(Named object pointing entries)
▬▬▬

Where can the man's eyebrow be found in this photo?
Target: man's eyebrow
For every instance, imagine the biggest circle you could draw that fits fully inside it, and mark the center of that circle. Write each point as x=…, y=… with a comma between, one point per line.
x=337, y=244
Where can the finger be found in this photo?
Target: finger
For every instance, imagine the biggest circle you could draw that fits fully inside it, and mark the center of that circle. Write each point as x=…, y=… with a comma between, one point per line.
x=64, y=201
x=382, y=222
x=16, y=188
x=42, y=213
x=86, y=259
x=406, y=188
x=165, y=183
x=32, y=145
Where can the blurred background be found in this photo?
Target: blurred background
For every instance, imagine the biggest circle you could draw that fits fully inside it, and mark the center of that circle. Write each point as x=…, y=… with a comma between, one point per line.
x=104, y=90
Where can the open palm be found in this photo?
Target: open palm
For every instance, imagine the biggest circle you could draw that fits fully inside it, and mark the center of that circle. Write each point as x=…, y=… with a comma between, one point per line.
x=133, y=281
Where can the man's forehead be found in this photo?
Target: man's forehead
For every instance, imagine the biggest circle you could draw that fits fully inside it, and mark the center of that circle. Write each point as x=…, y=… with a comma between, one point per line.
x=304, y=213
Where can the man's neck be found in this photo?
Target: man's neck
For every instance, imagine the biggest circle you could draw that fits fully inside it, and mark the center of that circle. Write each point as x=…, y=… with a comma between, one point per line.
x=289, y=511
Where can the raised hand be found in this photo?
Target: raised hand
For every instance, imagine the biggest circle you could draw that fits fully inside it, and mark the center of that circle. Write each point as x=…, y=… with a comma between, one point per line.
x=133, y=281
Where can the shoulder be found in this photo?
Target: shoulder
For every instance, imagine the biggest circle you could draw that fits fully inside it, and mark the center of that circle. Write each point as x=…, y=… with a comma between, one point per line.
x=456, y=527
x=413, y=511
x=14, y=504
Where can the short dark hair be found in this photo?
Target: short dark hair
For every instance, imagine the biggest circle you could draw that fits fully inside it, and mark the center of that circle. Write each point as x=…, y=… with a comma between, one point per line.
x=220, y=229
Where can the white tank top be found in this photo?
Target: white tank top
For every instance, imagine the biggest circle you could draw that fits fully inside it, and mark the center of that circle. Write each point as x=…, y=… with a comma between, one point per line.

▬▬▬

* Directions
Reproduce the listing above word for word.

* Output of the task
Where can the man's eyebrow be found in this photo?
Target: man's eyebrow
For every instance, imagine the biggest circle you could draw that fits fully inside it, and mark the center of that circle. Write each point as x=…, y=… with a comma between, one point per line.
x=337, y=244
Where can the finger be found in this photo?
Target: finger
For every instance, imagine the biggest circle you could draw that fits fully inside it, and mark the center of that circle. Write each point as x=…, y=… with a comma between, one point per line.
x=64, y=201
x=382, y=222
x=16, y=188
x=42, y=213
x=86, y=259
x=406, y=188
x=165, y=183
x=32, y=145
Where can the blurred background be found in this photo?
Target: blurred background
For every instance, imagine the biggest circle you could draw that fits fully inside it, and mark the center of that circle. Write each point as x=…, y=… with a comma between, one point per line.
x=104, y=90
Where can the open palm be found in this photo?
Target: open palm
For every instance, imagine the biggest circle you could draw that fits fully inside it, and mark the center of that circle. Write each point as x=…, y=… with a comma between, one point per line.
x=133, y=281
Where can the man's forehead be found in this photo?
Target: man's forehead
For every instance, imagine the biggest circle you could draw that fits fully inside it, and mark the center of that circle. Write each point as x=…, y=… with a comma between, one point per line.
x=304, y=213
Where can the man's neck be found in this photo?
Target: man's neck
For every instance, imagine the biggest circle you could draw that fits fully inside it, and mark the center of that circle. Write each point as x=…, y=… with a comma between, one point per line.
x=289, y=511
Where can the raised hand be found in this photo?
Target: raised hand
For every instance, imagine the biggest circle you could draw that fits fully inside it, and mark the center of that circle. Write each point as x=…, y=… with a comma between, one point per line.
x=133, y=281
Where can the shoulder be found in this photo?
Target: shoulder
For every instance, imagine the biggest circle you could draw that fits fully inside it, and mark the center of that circle. Write each point as x=…, y=… with a comma between, one point per line.
x=456, y=527
x=413, y=511
x=14, y=504
Where can the short dark hair be found in this photo?
Target: short dark hair
For every instance, imagine the biggest circle you could draw that fits fully inside it, and mark the center of that circle. Write each point as x=…, y=… with a comma between, one point per line.
x=220, y=229
Where can the white tank top be found in this photo?
Target: white tank top
For every instance, imagine the biggest circle you could draw that fits fully inside it, and mark the center of that circle. Write each point as x=…, y=… with a comma between, one point per line.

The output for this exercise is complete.